■ EXERCISE 1
Does each statement below agree with the wireless sensor network passage? Answer yes or no for each, quoting the words of the passage that decide it.
(a) The Zigbee alliance standardized Zigbee in 2000.
(b) Zigbee has a communication range of about 100 m.
(c) Greenhouse cultivation is offered as one alternative to open-field communication problems.
■ EXERCISE 2
In the listing, change "Objective" to "Target" in the part that opens with the line containing "Objective: provide one point per instance of the man's face." and closes with the end of the listing. Give that part again with everything else unchanged.

■ PROVIDED PASSAGE

--------

Barrier coverage: It is a round area in which any person, animal can be detected by the sensors, which are deployed inside the circle.
3.4 Transmission Range
Transmission range is also a very important factor since the sensors need to be placed very close to one other for effective communication. But in an open field due to ecological imbalances like rainfall, wind etc. the communication between the sensor nodes gets affected [16]. So one alternative is indoor agriculture, i.e. greenhouse cultivation in which the crops are cultivated in a closed environment and monitored continuously [17]. Another way is to increase the communication range by using different architecture topologies like mesh architecture, multi-tier architecture [18].
4 Communication Technologies Used in Wireless Sensor Network
The data that have been sensed by the sensors need to be communicated to the system where the decision can be taken and conveyed same to the farmer. In this, sensors need to communicate the data to the base station. For efficient way of data communication, the technology should be chosen based on the requirements of the application [19]. A survey of various communication technologies is discussed in this section.
4.1 Zigbee
The origin of Zigbee technology originated in 1991 but it was standardized in 2000 by the Zigbee alliance and came into use [20]. It operates in 2.4 GHz ISM band and is used in communication from layer 3 onwards [21]. This standard operates as IEEE 802.15.4; its function is to provide the network with routing and networking functionalities [22]. It supports various network topologies like master to master or master to slave. In this technology, the system comprises of three different devices: router, Zigbee coordinator and Zigbee end device [23]. The network has one coordinator, which functions as a bridge by handling and storing the data while doing the receiving and transmission tasks [24]. It has the communication range of 10–20 m. Due to its low power consumption and low-cost capabilities, it is a widely used communication technology.

--------

Excerpts of location labeling data
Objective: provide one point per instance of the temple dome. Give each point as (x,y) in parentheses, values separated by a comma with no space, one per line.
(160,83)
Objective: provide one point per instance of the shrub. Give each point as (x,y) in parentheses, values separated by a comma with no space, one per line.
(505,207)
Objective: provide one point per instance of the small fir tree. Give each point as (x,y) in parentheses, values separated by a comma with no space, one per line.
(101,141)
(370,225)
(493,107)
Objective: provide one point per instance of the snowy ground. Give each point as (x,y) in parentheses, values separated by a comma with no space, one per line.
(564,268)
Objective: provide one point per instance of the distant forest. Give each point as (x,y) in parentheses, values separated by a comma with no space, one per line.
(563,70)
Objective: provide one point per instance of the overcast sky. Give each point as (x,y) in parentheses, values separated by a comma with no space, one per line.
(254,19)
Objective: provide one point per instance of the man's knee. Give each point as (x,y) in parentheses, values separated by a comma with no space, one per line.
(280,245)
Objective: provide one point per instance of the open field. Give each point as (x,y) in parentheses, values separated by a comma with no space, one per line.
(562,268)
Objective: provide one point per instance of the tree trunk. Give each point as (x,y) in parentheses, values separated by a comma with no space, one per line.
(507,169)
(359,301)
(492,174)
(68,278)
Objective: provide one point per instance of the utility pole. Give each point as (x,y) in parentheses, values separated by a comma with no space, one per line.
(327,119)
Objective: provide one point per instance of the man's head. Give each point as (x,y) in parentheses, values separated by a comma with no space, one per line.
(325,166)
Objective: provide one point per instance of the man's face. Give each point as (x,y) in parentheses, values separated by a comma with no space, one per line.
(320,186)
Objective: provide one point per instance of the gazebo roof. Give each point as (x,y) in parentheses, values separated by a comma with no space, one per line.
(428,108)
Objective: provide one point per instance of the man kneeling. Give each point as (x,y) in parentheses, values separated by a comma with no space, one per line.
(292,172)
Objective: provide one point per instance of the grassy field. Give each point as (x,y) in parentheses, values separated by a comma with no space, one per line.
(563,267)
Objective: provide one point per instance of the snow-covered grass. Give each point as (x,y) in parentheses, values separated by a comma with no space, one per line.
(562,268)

--------

■ TASK OUTPUT 1
(a) Yes: "it was standardized in 2000 by the Zigbee alliance"
(b) No: "It has the communication range of 10–20 m."
(c) Yes: "So one alternative is indoor agriculture, i.e. greenhouse cultivation"

■ TASK OUTPUT 2
Target: provide one point per instance of the man's face. Give each point as (x,y) in parentheses, values separated by a comma with no space, one per line.
(320,186)
Target: provide one point per instance of the gazebo roof. Give each point as (x,y) in parentheses, values separated by a comma with no space, one per line.
(428,108)
Target: provide one point per instance of the man kneeling. Give each point as (x,y) in parentheses, values separated by a comma with no space, one per line.
(292,172)
Target: provide one point per instance of the grassy field. Give each point as (x,y) in parentheses, values separated by a comma with no space, one per line.
(563,267)
Target: provide one point per instance of the snow-covered grass. Give each point as (x,y) in parentheses, values separated by a comma with no space, one per line.
(562,268)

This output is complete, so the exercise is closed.